OBJECTIVE 1
Copy from the text on California finance lender licensing the passage starting with "Generally speaking, under" and going on through "State of California.".

PAGE EXTRACT
————————
In the State of California, a finance lender is an individual who is in the business of making commercial and consumer loans. The purpose of a California finance lender’s license is to allow the holder of the license an exemption from the California Constitution’s usury provisions. Some types of loan transactions, like retail installment sales finance contracts that are associated with automobile sales, for example,are not subject to California’s financing laws.
In addition to lending activities, a license is also required under California law for some types of brokerage activities. A broker is an individual who is in the business of negotiating, in connection with loans that a finance lender makes. A broker’s license, therefore, allows for the brokering of loans with licensed finance lenders – but not with others.
Businesses are not one size fits all. The skilled San Jose financing lawyers at Startup Company Counsel can review the individual circumstances of your business and determine whether you need to obtain a
California lender’s license
Who Must Obtain a Lender’s License?
Generally speaking, under the law, any individual who is engaged in the business of being a finance broker or a finance lender must obtain a lender’s license in the State of California.
The law, however, does make some exceptions for individuals and legal entities who have their licenses through other regulatory agencies. Some legal entities which are not required to be licensed under the California Finance Lenders Law (CFLL) include the following:
- Savings and loan institutions
- Mortgage lenders
- Credit unions
- Licensed pawnbrokers
- Licensed check cashers
A loan may not fall under the CFLL if real property is used to secure the loan, and the loan is made by someone who is a licensed real estate broker.
————————
DATA SUPPLIED

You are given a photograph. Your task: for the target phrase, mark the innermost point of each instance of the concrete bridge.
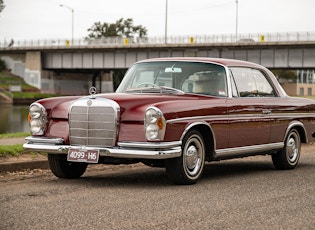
(57, 66)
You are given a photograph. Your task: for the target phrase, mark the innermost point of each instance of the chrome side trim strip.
(150, 145)
(138, 150)
(247, 150)
(44, 140)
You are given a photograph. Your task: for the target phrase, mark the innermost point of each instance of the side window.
(252, 83)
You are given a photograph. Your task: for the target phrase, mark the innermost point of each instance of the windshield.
(175, 77)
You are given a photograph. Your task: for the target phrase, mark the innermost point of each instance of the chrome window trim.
(230, 152)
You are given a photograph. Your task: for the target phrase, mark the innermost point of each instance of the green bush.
(2, 65)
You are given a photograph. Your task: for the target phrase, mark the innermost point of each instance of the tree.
(121, 28)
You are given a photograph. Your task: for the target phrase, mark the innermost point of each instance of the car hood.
(133, 106)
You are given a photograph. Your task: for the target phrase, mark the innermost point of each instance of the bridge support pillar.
(33, 68)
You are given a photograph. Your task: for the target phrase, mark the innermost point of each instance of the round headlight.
(35, 111)
(37, 119)
(152, 131)
(35, 126)
(151, 115)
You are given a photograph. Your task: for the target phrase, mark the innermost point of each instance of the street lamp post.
(166, 3)
(236, 20)
(72, 19)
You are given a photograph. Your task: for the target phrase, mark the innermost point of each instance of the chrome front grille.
(93, 122)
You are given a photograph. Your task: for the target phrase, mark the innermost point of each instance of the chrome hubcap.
(292, 150)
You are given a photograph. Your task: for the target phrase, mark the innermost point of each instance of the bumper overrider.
(139, 150)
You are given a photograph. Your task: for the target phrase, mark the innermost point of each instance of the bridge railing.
(159, 40)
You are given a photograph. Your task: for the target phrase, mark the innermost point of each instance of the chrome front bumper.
(143, 150)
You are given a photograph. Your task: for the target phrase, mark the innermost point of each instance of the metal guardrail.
(189, 39)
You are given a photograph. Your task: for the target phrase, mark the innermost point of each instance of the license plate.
(83, 155)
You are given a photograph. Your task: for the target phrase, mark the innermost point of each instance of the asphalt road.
(238, 194)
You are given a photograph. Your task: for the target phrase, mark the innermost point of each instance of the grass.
(12, 150)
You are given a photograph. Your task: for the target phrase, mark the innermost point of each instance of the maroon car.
(175, 113)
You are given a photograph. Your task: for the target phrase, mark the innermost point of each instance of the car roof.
(222, 61)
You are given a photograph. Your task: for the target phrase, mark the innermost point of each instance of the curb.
(19, 166)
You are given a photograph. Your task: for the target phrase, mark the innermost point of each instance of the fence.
(192, 39)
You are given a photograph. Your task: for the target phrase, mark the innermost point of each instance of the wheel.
(289, 156)
(62, 168)
(188, 168)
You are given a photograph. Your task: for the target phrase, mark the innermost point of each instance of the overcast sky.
(44, 19)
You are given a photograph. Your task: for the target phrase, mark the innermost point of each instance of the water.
(13, 118)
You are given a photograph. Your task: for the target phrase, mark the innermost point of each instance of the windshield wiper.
(171, 90)
(160, 89)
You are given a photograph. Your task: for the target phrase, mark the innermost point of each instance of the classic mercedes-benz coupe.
(175, 113)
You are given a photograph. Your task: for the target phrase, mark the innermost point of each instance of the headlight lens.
(151, 115)
(154, 124)
(152, 131)
(37, 119)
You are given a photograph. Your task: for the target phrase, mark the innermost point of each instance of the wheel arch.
(208, 136)
(299, 126)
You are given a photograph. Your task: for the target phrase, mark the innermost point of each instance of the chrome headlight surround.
(37, 119)
(154, 124)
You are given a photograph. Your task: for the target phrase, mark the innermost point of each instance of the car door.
(248, 109)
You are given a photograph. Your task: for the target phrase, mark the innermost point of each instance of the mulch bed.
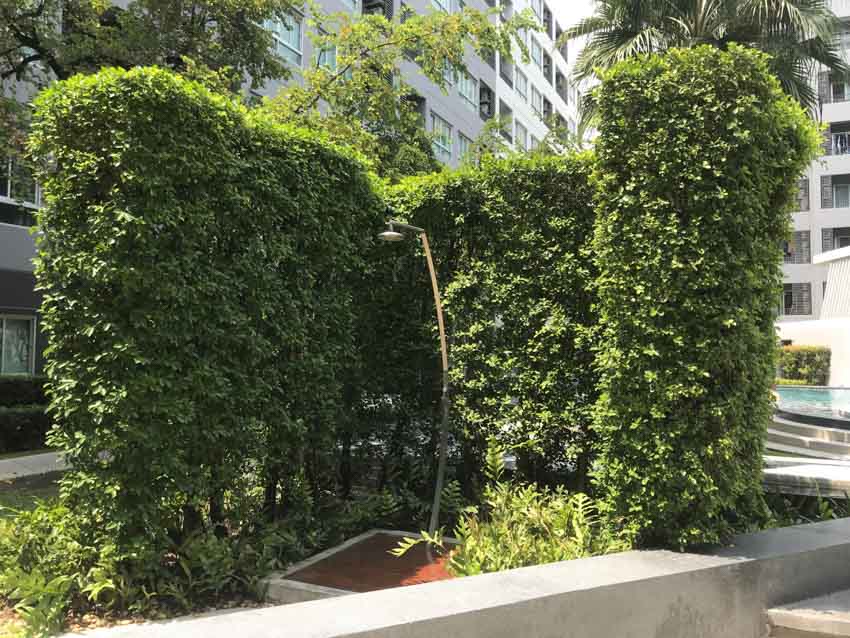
(368, 566)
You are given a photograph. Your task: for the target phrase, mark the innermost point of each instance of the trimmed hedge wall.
(510, 240)
(809, 364)
(698, 157)
(188, 249)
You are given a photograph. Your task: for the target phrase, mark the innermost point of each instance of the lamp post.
(393, 235)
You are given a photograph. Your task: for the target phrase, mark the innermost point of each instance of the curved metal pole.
(444, 399)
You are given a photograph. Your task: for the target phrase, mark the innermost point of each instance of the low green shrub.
(808, 363)
(522, 525)
(21, 390)
(23, 428)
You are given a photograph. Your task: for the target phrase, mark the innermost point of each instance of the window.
(536, 53)
(521, 140)
(521, 85)
(286, 35)
(796, 299)
(464, 145)
(835, 191)
(442, 132)
(18, 184)
(798, 250)
(17, 338)
(536, 100)
(834, 238)
(467, 87)
(506, 118)
(448, 73)
(327, 57)
(803, 194)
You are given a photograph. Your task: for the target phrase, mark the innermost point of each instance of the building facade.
(822, 218)
(523, 94)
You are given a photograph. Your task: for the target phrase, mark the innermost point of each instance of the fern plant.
(521, 525)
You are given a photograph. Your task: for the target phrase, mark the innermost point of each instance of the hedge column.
(699, 154)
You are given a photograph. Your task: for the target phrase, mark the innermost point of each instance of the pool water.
(825, 402)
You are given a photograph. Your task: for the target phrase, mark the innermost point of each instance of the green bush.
(201, 268)
(510, 240)
(698, 156)
(21, 390)
(521, 525)
(23, 428)
(808, 363)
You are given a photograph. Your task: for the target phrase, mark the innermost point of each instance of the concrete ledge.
(654, 594)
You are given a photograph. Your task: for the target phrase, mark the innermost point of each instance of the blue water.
(834, 404)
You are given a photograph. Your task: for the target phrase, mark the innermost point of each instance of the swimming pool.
(830, 403)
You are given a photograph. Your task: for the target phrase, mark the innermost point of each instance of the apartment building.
(822, 218)
(523, 94)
————————
OBJECTIVE 2
Show every line of the listing that contains the word "hedge".

WRITTEN REPLY 1
Generally speaking, under the law, any individual who is engaged in the business of being a finance broker or a finance lender must obtain a lender’s license in the State of California.

WRITTEN REPLY 2
You are given a photograph. Your task: for the target phrase, mark the innermost point of each instance of the trimmed hedge wall.
You are given a photograph. Your task: for the target phrase, mark the innermost point of each instance of the hedge column.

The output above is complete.